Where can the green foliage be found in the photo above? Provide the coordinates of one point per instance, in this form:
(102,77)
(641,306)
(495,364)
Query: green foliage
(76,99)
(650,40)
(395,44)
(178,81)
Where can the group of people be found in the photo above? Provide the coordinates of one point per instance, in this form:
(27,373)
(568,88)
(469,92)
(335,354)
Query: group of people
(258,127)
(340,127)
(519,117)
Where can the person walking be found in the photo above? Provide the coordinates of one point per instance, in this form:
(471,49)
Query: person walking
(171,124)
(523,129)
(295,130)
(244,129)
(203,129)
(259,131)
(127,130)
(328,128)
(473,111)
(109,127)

Exercise prompt - Line by line, retype all of the records exactly.

Response for this exercise -
Where can the green foliage be found in the photo above? Provide the coordinates of one point per instance, in this form:
(102,77)
(641,306)
(495,364)
Query: green foliage
(76,99)
(650,40)
(395,44)
(178,81)
Where can the group of people be found in the photo above? Provide the coordinates of one point per instance, in this form:
(27,373)
(568,88)
(469,92)
(335,354)
Query: group of people
(258,127)
(340,127)
(519,117)
Where can the person walking be found in the photo above? Provide the coordinates of one point per instance, in this form:
(471,49)
Query: person walking
(171,124)
(523,129)
(295,130)
(244,129)
(203,129)
(259,131)
(127,130)
(328,128)
(473,111)
(109,127)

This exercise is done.